*STATED TASK*:
Copy verbatim the lines of the records below, starting with the line that contains "One keypoint belongs to every instance. Tag the paved" and continuing through the line that contains "One keypoint belongs to every instance. Tag the overcast". Include both of those lines.

*RECORDS SUPPLIED*:
►

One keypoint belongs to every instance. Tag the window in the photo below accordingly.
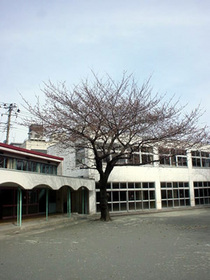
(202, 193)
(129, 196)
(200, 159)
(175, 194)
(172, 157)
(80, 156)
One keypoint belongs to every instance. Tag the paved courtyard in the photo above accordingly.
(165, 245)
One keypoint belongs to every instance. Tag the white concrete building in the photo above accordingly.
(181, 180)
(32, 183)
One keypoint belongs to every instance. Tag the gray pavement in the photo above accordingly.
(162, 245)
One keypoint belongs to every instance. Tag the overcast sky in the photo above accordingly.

◄
►

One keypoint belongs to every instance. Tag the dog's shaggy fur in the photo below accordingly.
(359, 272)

◄

*RESULT FOR THIS TASK*:
One keypoint belongs to every instance. Tag the paved courtyard in the photo above accordingly.
(165, 245)
One keypoint belongs to every instance. Tag the white concrete building in the photo above accordingly.
(181, 180)
(32, 183)
One keypoint belongs to every instance. Tag the gray pavement in the photo above accordingly.
(162, 245)
One keypoint belongs to every instance. Tag the overcast sky in the photo above accordingly.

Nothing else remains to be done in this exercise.